Selected passage:
* Start *

Big5Unicode.java - Big5 to Unicode Mapping

Big5Unicode.java is a Java program that generates a table to map all Big5 characters from Big5 Codes to Unicode Codes.

If we compare Big5 codes with Unicode codes of same Chinese characters, we will not find any mathematical relations. So if someone wants to convert a Chinese text file from the Big5 encoding to a Unicode encoding, he/she needs to use a big mapping table that covers all 13,461 Big5 characters.

If we search the Internet, we probably can find copies of such mapping table in different formats.

But if you have JDK (Java Development Kit) installed on your computer, you build a Big5 to Unicode mapping table yourself with a simple program.

Here is a Java program I wrote to build a Big5 to Unicode mapping table, Big5Unicode.java. The output of the program includes 3 columns per character:

/* Big5Unicode.java
 - Copyright (c) 2015, HerongYang.com, All Rights Reserved.
 */
import java.io.*;
import java.nio.*;
import java.nio.charset.*;

class Big5Unicode {
  static OutputStream out = null;
  static char hexDigit[] = {'0', '1', '2', '3', '4', '5', '6', '7',
                           '8', '9', 'A', 'B', 'C', 'D', 'E', 'F'};
  static String blk_name[] = {"Special Symbols",
       "Level 1 Characters", "Level 2 Characters"};
  static int blk_first[] = {0xA140, 0xA440, 0xC940};
  static int blk_last[] = {0xA3BF, 0xC67E, 0xF9D5};
  static int blk_size[] = {408, 5401, 7652};
  static int blk_count[] = {0, 0, 0};

  public static void main(String[] args) {
    try {
      out = new FileOutputStream("big5-unicode.big5");
      writeCode();
      out.close();
    } catch (IOException e) {
      System.out.println(e.toString());
    }
  }

  public static void writeCode() throws IOException {
    String name = null;
    CharsetDecoder b5dc = Charset.forName("Big5").newDecoder();
    CharsetEncoder uxec = Charset.forName("UTF-16BE").newEncoder();
    ByteBuffer b5bb = null;
    ByteBuffer uxbb = null;
    CharBuffer cb = null;

    for (int i=0xA1; i<=0xFF; i++) {
      int blk = getBlock(i);
      if (blk==-1) continue;

      name = blk_name[blk];
      writeln();
      writeString("<p><b>Row ");
      writeHex((byte)i);
      writeString(": "+name+"</b></p>");
      writeln();

      writeln();
      writeHeader();
      for (int j=0x40; j<=0xFF; j++) {
        byte hi = (byte)(i);
        byte lo = (byte)(j);

        if (validBig5(i, j, blk)) {
          b5bb = ByteBuffer.wrap(new byte[]{hi, lo});
          try {
            cb = b5dc.decode(b5bb);
            uxbb = uxec.encode(cb);
            writeByte(hi);
            writeByte(lo);
            writeString(" ");
            writeHex(hi);
            writeHex(lo);
            blk_count[blk] = blk_count[blk] + 1;

          } catch (CharacterCodingException e) {
            cb = null;
            uxbb = null;
            writeBig5Space();
            writeString(" fail");
          }
        } else {
          cb = null;
          uxbb = null;
          writeBig5Space();
          writeString(" null");
        }

        writeString(" ");
        writeByteBuffer(uxbb, 2);

        if ((j+1)%4 == 0) {
          writeln();
        } else {
          writeString("   ");
        }
      }
      writeFooter();
    }

    for (int l=0; l<blk_name.length; l++) {
      System.out.println(blk_name[l]+": "

* End *

Set exercise A:
Name the three character blocks that the Big5Unicode.java page defines in its program.
Set exercise B:
According to the Big5Unicode.java page, how many Big5 characters must a mapping table cover?
Set exercise C:
For each statement, decide whether the Big5Unicode.java page supports it: (i) Big5 codes and Unicode codes of the same Chinese characters share a mathematical relation. (ii) The program writes its output to a file named big5-unicode.big5. (iii) The program encodes characters as UTF-8.
The listing after this point is separate material and has no connection to the Big5Unicode.java page.

Listed records:

* Start *

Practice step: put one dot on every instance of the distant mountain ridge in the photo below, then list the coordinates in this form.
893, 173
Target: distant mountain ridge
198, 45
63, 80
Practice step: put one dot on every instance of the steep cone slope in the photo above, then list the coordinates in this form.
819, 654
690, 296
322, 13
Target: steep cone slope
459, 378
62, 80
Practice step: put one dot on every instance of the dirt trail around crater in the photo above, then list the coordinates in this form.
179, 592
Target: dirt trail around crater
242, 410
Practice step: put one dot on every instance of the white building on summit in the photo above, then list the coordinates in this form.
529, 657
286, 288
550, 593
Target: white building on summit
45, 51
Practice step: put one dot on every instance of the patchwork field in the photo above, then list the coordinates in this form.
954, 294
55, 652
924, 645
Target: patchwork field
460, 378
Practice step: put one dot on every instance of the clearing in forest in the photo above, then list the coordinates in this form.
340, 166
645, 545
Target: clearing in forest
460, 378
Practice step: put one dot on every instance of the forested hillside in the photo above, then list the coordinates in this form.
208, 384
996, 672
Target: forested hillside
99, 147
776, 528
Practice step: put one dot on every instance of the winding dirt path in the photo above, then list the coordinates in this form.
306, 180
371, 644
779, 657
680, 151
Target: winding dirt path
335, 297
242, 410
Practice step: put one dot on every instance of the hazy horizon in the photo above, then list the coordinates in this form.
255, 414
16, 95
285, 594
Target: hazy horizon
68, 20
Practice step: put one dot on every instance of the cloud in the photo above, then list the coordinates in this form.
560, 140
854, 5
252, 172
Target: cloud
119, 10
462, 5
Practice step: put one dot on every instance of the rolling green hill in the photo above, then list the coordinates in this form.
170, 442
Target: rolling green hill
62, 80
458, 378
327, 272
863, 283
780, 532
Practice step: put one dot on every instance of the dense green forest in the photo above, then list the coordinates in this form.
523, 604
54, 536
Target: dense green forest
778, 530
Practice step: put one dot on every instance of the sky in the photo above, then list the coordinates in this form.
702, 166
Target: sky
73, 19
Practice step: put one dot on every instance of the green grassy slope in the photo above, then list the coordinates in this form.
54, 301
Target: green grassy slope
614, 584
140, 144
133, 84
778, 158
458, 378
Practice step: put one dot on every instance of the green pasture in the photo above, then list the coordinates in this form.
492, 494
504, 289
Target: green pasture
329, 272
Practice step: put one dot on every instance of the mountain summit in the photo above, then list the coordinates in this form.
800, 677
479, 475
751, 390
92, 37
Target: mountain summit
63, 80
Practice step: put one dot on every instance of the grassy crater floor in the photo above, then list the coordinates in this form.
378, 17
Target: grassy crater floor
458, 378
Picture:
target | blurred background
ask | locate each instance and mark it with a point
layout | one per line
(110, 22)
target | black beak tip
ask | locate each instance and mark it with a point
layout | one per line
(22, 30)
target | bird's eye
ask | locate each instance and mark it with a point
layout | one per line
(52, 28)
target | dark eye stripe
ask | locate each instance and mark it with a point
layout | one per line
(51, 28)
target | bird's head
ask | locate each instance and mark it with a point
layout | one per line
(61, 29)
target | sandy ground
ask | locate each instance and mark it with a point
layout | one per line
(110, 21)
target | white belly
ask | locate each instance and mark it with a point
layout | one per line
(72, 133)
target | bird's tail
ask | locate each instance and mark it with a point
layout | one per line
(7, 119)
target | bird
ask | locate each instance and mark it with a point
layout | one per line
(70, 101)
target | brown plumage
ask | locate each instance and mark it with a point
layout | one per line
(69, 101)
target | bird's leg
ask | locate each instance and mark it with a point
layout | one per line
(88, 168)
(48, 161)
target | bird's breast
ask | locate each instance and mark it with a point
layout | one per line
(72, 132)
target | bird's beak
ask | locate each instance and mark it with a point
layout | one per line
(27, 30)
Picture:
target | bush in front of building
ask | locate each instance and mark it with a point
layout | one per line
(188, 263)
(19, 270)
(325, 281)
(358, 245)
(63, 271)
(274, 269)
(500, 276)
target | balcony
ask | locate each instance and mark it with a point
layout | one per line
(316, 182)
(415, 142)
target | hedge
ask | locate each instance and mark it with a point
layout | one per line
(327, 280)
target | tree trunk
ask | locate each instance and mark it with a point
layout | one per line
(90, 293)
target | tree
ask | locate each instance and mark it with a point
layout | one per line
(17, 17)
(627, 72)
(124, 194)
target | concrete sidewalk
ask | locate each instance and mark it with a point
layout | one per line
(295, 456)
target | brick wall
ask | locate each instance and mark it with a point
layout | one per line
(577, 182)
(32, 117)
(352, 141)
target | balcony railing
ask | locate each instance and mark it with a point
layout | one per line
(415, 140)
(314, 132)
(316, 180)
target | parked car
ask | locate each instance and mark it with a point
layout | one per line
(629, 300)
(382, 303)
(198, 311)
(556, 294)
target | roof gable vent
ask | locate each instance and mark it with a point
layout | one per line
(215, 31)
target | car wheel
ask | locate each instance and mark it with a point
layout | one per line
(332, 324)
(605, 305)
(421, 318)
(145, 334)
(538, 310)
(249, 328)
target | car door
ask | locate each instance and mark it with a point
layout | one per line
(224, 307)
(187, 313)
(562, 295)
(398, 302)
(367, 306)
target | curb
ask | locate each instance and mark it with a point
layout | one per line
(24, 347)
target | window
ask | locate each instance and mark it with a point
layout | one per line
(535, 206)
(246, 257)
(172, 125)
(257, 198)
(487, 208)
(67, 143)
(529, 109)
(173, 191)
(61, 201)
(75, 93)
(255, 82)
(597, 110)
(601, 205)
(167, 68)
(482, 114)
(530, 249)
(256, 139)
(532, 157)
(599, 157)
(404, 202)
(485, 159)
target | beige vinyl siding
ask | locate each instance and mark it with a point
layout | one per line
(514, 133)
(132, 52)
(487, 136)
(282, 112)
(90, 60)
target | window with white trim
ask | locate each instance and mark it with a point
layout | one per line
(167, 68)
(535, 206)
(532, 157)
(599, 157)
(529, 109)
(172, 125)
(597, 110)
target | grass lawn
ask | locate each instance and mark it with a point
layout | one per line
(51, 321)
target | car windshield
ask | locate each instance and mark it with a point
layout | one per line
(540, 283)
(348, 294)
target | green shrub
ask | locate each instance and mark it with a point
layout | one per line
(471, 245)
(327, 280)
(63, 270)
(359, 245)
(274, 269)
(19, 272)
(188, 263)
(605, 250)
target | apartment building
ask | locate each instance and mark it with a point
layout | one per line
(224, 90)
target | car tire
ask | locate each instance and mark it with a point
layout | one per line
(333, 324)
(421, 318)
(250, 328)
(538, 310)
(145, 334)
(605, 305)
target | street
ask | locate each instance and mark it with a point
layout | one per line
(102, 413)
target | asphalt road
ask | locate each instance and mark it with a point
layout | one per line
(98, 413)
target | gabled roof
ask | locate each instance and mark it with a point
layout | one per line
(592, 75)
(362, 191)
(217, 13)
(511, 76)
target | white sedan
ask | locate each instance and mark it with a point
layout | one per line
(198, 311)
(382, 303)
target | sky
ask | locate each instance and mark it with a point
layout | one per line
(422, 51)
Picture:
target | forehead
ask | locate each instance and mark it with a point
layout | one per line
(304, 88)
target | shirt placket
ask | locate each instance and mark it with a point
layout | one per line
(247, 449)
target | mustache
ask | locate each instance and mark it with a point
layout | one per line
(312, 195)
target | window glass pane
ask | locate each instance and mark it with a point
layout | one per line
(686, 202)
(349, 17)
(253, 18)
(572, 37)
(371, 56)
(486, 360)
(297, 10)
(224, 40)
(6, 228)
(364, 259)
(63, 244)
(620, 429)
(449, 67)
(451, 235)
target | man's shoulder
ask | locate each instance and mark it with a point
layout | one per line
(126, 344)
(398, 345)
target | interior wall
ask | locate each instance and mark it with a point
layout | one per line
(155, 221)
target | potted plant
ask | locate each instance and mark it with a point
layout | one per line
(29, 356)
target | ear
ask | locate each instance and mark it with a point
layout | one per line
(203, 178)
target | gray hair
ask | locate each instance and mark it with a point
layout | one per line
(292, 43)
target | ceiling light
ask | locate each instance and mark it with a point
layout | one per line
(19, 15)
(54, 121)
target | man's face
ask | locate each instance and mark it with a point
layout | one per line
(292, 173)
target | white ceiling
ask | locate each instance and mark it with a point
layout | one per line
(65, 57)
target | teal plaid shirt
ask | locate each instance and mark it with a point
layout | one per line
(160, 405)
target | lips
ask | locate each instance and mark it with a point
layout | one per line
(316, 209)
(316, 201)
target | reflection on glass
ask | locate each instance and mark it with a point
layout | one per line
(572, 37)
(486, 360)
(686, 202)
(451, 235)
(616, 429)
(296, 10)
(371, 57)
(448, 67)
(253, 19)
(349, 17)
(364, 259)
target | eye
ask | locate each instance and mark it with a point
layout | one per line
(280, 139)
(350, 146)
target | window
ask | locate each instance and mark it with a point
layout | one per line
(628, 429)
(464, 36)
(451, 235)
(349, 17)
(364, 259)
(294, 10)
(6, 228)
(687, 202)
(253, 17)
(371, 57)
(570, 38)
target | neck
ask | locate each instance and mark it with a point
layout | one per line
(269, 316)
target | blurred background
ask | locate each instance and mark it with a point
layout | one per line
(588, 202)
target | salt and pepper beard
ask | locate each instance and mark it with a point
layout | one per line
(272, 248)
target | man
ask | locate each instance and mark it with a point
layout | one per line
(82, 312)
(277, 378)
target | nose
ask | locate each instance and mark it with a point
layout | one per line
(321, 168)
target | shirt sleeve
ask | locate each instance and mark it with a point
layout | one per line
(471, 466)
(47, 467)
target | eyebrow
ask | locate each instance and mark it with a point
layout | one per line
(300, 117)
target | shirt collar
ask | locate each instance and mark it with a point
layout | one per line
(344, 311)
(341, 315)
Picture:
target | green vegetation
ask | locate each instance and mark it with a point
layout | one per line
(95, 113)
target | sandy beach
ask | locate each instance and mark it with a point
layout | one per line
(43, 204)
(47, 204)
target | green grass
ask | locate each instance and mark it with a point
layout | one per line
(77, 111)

* End *

Output A:
Special Symbols, Level 1 Characters, Level 2 Characters

Output B:
13,461 Big5 characters.

Output C:
(i) No: "we will not find any mathematical relations."
(ii) Yes: out = new FileOutputStream("big5-unicode.big5");
(iii) No: CharsetEncoder uxec = Charset.forName("UTF-16BE").newEncoder();